■ **Written task 1**
From the article on NSA surveillance, quote the part that opens with the words containing "As revealed recently" and closes with "U.S. Patriot Act.".
■ **Written task 2**
Render this sentence from the article on NSA surveillance in Spanish: "In the end, Thin Thread turned out to be a Pandora's Box."
■ **Written task 3**
List every surveillance or monitoring program that the article on NSA surveillance mentions by name.

■ **Text passage**
Big Brother is Watching

However, this bill is actually just one piece of architecture in a far vaster infrastructure that shares all of the apparent hallmarks of a Big Brother surveillance state.

As revealed recently by former National Security Agency (NSA) employee William Binney in a breathtaking interview with Democracy Now, communications and Internet companies are already being compelled to “share” extensive user data on U.S. citizens to the government, including to the NSA, under Section 215 of the U.S. Patriot Act.

Binney, who served as technical director of the agency’s world geopolitical and military analysis reporting group, resigned in 2001 after nearly 40 years of service to his country over the government’s use of a monitoring program that he in part helped to design.

Binney described the challenge the agency faced at the turn of the century in his interview, saying the NSA had an “inability to keep up with the rate of change.”

That project, called Thin Thread, competed with an agency favorite, Trailblazer, that was designed to upgrade the NSA’s capabilities to monitor worldwide communications in the digital age, as reported by the Baltimore Sun in 2006 — all begun under the Bush Administration.

Thin Thread

To “keep up with the rate of change,” Binney assembled his team. “I had a very small group of people in a lab and we decided to attack that problem. We did it by looking at how we could graph the network of communications and all of the communications in the world and then focus in on that graph and use the graph to limit what we wanted to attack,” Binney explained.

Binney said they succeeded, but that “in the process of course we scooped up Americans from different places so we had to protect their identities according to our laws and privacy rights of U.S. citizens. So we built in protections to anonymize their identities so you couldn’t really tell what you were looking at.”

Binney continued, “The worldwide web routes things all over so you never really know where U.S. citizens are going to be routed so if you were collecting somewhere else on another continent you could still get U.S. citizens. That was a universal problem. So we devised how you do that and protect U.S. citizens — and this was all before 9/11.”

They were ready to deploy, but the program was never implemented as originally intended. Said Binney. “After 9/11, all of the wraps came off for NSA and they just decided to — between the White House and NSA and CIA — to eliminate the protections on U.S. citizens and collect domestically.”

Pandora’s Box

In the end, Thin Thread turned out to be a Pandora’s Box. As Binney described, “They started collecting — from the one commercial company that I know of that participated — provided probably in the average of about 300 million records of communications from U.S. citizen to U.S. citizen inside this country.”

That company, Binney said, was AT&T. “It was long distance communications. So they were providing billing data. At that point, I knew I could not stay, because it was a direct violation of the constitutional rights of everybody in the country.”

In the end, Thin Thread’s network monitoring became the basis for the so-called terrorist surveillance program, Stellar Wind, according to the Sun article. Except its anonymizing and encryption features that would have protected user identities and required that an actual threat be established before data could be decrypted were all left out, as were protections that would have internally monitored the program for abuses.

All that remained was Big Brother.

After Binney left the agency in 2001, he learned that the program was being implemented from his former colleagues. He alerted the House Intelligence Committee, but to no avail. “The member of the staff that I went to went to Porter Goss who was chairman of the committee at the time and he referred her to General [Michael] Hayden for any further [information] — when it was the job of the committee to do the oversight on all of this domestic spying, and they weren’t doing it,” Binney said.

■ **Material shown**

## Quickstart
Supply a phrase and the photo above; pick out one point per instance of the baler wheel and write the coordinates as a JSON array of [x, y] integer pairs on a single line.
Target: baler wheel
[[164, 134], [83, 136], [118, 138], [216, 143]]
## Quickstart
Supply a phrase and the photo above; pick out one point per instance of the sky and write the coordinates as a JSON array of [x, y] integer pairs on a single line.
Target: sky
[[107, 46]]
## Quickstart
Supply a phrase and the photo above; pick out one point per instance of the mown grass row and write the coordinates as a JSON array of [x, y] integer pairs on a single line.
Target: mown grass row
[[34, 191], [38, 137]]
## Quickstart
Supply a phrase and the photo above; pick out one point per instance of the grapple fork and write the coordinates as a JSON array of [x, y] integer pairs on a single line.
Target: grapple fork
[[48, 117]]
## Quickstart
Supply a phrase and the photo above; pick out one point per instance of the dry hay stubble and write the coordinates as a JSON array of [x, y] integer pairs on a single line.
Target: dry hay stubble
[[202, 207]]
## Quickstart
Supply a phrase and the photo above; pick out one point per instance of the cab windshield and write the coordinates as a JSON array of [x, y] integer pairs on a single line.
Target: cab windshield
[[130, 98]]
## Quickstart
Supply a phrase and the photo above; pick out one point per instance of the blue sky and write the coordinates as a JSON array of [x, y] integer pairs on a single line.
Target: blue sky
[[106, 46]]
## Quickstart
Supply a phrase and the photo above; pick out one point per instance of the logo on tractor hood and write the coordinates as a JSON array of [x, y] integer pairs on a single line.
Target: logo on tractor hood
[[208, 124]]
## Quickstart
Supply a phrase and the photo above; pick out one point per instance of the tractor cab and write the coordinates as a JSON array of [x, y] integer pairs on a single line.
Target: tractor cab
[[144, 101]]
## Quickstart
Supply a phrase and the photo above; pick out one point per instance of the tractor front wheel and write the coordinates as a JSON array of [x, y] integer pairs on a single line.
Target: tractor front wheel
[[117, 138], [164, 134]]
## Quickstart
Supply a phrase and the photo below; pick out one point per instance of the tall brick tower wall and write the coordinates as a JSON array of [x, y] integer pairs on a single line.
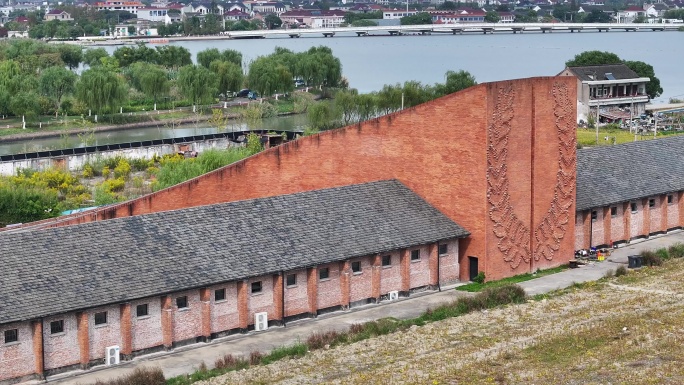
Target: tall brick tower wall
[[497, 158]]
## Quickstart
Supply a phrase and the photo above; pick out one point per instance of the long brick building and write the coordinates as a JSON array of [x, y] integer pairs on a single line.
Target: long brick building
[[484, 180]]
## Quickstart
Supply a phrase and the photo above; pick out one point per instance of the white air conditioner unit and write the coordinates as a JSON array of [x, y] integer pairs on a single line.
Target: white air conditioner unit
[[111, 355], [260, 321]]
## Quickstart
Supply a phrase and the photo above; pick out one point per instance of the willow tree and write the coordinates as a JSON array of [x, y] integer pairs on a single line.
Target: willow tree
[[101, 89], [229, 75], [150, 79], [198, 84], [55, 82]]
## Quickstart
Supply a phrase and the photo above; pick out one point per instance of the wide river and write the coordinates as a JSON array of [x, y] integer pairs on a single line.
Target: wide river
[[373, 61]]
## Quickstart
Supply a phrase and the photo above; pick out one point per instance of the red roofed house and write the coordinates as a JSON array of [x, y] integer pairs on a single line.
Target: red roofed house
[[58, 14]]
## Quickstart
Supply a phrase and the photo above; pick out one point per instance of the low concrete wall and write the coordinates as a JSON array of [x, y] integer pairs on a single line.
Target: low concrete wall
[[76, 162]]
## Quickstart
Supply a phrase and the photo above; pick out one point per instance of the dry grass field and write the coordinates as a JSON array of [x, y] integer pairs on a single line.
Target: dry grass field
[[625, 330]]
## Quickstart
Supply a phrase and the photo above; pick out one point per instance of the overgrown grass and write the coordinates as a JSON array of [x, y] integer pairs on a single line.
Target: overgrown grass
[[490, 298], [476, 287], [587, 136]]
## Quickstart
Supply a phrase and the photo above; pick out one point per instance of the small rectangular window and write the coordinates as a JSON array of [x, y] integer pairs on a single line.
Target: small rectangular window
[[415, 255], [182, 302], [11, 335], [356, 267], [256, 287], [142, 310], [219, 295], [57, 327], [101, 318]]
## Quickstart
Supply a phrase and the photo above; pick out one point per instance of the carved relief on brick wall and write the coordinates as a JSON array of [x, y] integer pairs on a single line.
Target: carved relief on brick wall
[[513, 234]]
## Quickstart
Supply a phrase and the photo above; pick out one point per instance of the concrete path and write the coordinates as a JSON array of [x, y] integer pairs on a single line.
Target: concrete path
[[186, 359]]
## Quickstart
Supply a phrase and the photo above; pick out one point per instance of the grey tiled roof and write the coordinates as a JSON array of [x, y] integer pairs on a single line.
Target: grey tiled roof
[[613, 174], [70, 268], [619, 71]]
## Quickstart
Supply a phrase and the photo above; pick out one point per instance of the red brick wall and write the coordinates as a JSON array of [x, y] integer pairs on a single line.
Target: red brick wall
[[146, 331], [438, 149], [17, 358], [61, 349], [187, 322], [296, 296], [390, 276], [224, 314], [101, 336]]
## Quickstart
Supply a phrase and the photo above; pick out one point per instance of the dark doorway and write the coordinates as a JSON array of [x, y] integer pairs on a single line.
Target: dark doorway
[[472, 266]]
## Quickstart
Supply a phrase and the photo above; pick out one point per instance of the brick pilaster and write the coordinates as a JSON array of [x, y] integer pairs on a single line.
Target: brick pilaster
[[405, 269], [37, 336], [433, 264], [627, 221], [680, 207], [646, 225], [167, 321], [205, 306], [345, 284], [586, 229], [375, 277], [312, 290], [243, 305], [83, 339], [607, 224], [663, 213], [126, 327], [278, 297]]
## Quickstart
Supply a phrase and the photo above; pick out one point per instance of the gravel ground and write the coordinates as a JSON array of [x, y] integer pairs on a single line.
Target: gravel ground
[[624, 331]]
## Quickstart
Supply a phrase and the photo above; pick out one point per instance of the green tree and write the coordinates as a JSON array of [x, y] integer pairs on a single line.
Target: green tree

■ **Final answer 1**
As revealed recently by former National Security Agency (NSA) employee William Binney in a breathtaking interview with Democracy Now, communications and Internet companies are already being compelled to “share” extensive user data on U.S. citizens to the government, including to the NSA, under Section 215 of the U.S. Patriot Act.

■ **Final answer 2**
Al final, Thin Thread resultó ser una caja de Pandora.

■ **Final answer 3**
Thin Thread
Trailblazer
Stellar Wind